* Text under study
This report does not constitute a rating action.
Key Takeaways
- We expect U.S. oil and gas exploration and production (E&P) companies to reduce aggregate capital spending by 5%-10% this year amid global economic uncertainty and heightened oil price volatility, capital discipline, and ongoing efficiency gains.
- We believe U.S. oil-focused producers will likely cut spending more significantly if West Texas Intermediate (WTI) crude oil prices fall to the $50/bbl area for a sustained period.
- Despite the strength in natural gas prices and a potential uptick in natural gas drilling, we do not expect the increase in natural gas spending to offset the drop in oil-focused activity.
- We estimate full-year 2025 production to be minimally affected by the slowdown in activity, given strong volumes in the first quarter and ongoing capital efficiency gains, but would expect a more pronounced production response next year if the lower spending levels persist.
- Meanwhile, we expect Canadian producers increase spending by a low single digit percentage this year, primarily on longer-cycle oil sands projects, leading to modest production growth.
E&P Companies Will Rein In Spending To Focus On Cash Flow
E&P companies remain focused on generating free cash flow and delivering shareholder rewards.

* Exercise directions
Rewrite the report on E&P spending from "- We estimate" up to and including "modest production growth.", changing "Canadian producers" to "Canadian companies".

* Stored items
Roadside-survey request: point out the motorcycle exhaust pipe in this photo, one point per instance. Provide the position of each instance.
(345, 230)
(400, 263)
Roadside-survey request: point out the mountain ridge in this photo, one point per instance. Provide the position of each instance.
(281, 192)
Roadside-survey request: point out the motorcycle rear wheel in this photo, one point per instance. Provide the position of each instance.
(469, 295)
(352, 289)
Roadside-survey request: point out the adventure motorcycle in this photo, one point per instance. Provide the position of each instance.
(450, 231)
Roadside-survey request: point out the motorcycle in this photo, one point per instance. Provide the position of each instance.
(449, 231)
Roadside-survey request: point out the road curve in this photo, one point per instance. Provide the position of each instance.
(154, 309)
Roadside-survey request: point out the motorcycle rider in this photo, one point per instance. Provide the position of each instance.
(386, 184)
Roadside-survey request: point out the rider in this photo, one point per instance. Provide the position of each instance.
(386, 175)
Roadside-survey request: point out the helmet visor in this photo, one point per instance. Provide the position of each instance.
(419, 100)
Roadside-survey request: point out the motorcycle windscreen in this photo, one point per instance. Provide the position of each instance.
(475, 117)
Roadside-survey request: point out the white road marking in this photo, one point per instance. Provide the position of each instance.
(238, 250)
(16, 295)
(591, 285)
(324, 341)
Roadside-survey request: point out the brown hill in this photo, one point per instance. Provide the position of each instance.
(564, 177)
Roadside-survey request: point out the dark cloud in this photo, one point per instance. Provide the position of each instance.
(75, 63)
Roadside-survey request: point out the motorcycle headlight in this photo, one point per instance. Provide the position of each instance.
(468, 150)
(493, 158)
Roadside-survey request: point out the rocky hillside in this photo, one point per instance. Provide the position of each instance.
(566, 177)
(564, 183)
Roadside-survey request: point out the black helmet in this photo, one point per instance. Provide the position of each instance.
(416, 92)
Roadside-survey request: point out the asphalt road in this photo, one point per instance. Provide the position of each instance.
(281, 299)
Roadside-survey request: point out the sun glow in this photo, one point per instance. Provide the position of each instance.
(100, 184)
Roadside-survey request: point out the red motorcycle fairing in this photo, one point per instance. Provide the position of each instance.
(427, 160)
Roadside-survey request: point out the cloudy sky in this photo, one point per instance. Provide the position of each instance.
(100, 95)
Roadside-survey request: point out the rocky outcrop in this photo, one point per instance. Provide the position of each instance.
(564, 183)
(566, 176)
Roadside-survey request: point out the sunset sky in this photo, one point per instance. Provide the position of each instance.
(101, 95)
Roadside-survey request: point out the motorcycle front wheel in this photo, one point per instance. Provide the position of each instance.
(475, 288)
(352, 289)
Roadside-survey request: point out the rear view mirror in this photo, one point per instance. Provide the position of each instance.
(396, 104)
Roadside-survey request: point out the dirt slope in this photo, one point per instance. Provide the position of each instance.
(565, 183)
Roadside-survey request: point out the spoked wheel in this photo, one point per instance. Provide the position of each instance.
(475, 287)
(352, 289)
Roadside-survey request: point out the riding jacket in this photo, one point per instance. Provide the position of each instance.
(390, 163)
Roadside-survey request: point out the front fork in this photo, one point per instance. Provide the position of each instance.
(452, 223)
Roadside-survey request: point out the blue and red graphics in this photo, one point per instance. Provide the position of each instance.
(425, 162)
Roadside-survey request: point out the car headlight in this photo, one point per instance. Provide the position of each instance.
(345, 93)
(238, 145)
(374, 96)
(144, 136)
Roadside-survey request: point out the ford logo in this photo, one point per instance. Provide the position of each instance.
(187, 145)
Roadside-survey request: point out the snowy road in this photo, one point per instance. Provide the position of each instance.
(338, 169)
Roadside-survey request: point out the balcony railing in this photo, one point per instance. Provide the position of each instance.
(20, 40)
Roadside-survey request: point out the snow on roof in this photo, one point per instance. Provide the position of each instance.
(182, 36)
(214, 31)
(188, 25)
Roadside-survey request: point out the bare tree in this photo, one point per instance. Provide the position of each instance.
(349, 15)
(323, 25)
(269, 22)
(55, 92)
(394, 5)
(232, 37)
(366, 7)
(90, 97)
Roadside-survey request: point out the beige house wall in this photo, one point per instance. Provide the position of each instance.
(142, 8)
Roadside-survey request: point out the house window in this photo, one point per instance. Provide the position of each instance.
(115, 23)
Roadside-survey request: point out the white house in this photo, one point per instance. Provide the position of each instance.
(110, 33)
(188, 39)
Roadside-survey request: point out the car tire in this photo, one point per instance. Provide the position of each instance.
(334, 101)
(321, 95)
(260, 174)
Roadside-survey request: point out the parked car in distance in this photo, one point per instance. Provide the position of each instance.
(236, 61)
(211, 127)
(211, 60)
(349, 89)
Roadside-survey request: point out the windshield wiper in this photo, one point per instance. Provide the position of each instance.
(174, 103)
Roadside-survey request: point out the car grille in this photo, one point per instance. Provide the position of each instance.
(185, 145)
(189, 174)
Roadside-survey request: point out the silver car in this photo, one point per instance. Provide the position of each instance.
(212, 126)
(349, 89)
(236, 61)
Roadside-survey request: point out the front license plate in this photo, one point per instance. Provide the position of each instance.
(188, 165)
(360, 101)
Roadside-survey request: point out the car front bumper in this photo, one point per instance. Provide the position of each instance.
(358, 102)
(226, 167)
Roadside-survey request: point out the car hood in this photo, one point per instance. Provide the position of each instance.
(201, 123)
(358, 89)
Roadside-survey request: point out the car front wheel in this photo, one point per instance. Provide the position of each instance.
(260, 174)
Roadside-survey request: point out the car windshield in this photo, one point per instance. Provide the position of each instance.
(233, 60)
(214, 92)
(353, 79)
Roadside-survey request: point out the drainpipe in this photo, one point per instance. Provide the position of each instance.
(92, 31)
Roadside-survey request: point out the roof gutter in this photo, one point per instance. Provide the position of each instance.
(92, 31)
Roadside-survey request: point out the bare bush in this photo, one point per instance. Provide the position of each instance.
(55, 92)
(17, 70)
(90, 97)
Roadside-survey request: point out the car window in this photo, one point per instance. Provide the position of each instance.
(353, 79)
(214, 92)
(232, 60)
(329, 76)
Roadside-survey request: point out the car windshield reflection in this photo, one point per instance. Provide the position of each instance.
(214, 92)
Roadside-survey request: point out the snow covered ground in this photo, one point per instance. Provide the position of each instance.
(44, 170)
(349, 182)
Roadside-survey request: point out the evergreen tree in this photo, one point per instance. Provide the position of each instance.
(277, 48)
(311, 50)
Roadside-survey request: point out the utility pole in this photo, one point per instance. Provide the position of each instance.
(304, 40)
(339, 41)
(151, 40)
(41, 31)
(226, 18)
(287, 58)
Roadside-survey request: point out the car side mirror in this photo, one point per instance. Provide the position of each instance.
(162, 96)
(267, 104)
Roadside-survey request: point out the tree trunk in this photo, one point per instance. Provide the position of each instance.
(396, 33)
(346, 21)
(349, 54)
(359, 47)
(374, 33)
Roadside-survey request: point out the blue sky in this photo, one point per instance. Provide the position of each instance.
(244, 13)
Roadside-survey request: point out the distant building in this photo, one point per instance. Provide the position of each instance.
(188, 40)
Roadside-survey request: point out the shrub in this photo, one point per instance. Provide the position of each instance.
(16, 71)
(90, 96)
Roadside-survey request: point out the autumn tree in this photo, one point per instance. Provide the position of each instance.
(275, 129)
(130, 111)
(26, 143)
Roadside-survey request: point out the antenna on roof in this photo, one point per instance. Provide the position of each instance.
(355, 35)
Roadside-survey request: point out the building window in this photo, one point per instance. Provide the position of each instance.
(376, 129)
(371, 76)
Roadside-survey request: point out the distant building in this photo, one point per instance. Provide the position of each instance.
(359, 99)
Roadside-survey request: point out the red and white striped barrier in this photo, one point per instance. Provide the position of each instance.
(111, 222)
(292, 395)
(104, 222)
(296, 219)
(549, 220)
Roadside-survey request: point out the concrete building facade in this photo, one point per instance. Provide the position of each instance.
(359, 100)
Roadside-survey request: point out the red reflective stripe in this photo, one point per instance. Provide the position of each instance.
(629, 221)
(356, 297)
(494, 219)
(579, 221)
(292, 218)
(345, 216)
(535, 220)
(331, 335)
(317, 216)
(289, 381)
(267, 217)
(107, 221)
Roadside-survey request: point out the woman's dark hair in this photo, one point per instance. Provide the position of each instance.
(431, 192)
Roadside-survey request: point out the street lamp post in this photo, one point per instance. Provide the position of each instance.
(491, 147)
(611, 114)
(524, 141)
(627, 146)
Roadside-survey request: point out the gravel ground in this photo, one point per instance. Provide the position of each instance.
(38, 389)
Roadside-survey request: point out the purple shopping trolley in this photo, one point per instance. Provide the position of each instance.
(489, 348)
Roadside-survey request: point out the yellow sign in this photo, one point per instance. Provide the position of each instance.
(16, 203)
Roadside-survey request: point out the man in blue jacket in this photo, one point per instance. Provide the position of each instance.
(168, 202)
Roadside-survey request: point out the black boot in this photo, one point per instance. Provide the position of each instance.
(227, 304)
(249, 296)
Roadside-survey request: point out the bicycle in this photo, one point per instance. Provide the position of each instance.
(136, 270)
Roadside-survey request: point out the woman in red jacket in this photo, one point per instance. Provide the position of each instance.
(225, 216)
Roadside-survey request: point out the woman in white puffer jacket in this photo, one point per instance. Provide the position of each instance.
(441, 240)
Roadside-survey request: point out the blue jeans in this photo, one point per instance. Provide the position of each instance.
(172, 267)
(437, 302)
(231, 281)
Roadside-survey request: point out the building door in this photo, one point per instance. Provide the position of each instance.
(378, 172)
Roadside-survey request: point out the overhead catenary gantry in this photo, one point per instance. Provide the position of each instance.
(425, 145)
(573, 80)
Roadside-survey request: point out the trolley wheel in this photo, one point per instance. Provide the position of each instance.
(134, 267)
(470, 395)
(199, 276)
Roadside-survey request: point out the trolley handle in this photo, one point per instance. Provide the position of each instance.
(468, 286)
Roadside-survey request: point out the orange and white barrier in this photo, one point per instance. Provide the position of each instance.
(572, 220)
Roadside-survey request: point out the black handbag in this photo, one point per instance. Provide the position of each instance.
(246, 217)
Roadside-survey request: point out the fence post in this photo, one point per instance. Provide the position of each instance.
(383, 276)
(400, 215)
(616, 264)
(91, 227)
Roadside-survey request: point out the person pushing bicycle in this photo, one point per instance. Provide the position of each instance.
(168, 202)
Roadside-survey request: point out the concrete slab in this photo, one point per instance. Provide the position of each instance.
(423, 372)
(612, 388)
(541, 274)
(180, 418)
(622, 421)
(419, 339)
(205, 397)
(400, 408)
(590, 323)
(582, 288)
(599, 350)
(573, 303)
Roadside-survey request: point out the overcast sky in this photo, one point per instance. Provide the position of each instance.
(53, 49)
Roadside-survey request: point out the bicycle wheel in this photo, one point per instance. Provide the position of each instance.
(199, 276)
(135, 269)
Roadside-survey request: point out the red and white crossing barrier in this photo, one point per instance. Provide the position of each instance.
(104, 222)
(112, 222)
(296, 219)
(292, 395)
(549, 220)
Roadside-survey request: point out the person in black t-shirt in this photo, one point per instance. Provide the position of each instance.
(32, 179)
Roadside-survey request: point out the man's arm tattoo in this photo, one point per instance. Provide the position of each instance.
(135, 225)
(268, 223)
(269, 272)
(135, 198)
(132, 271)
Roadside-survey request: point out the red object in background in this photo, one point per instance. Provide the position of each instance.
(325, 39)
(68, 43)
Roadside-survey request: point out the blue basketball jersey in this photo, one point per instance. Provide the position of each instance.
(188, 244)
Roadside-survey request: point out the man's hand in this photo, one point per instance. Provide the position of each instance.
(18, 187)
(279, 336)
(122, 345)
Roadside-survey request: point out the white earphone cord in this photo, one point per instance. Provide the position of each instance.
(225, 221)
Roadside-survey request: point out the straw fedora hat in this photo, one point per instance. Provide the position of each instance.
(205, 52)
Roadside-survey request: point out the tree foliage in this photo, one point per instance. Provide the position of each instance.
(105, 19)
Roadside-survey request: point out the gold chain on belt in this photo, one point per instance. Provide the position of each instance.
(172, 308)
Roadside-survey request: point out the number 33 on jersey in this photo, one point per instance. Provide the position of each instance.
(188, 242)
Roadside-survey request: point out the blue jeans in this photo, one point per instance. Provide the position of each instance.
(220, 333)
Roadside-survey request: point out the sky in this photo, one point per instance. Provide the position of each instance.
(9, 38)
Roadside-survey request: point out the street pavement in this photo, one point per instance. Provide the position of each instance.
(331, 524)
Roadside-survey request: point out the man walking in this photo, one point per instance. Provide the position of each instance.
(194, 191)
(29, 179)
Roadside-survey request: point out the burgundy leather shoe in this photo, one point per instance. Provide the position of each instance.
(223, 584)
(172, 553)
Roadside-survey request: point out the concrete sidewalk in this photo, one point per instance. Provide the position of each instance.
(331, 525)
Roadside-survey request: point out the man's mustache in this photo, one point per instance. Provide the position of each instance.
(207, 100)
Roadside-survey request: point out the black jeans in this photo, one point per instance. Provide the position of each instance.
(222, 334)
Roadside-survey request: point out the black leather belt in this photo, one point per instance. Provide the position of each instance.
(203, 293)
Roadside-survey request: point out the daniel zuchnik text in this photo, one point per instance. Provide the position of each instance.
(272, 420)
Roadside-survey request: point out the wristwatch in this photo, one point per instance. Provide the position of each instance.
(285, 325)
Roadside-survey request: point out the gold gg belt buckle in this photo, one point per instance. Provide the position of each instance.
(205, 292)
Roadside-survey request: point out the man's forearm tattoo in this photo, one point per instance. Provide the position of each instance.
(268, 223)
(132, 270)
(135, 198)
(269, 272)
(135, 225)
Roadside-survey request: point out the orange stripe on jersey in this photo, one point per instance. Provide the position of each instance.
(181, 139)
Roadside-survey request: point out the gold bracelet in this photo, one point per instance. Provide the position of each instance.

* Answer for the task
- We estimate full-year 2025 production to be minimally affected by the slowdown in activity, given strong volumes in the first quarter and ongoing capital efficiency gains, but would expect a more pronounced production response next year if the lower spending levels persist.
- Meanwhile, we expect Canadian companies increase spending by a low single digit percentage this year, primarily on longer-cycle oil sands projects, leading to modest production growth.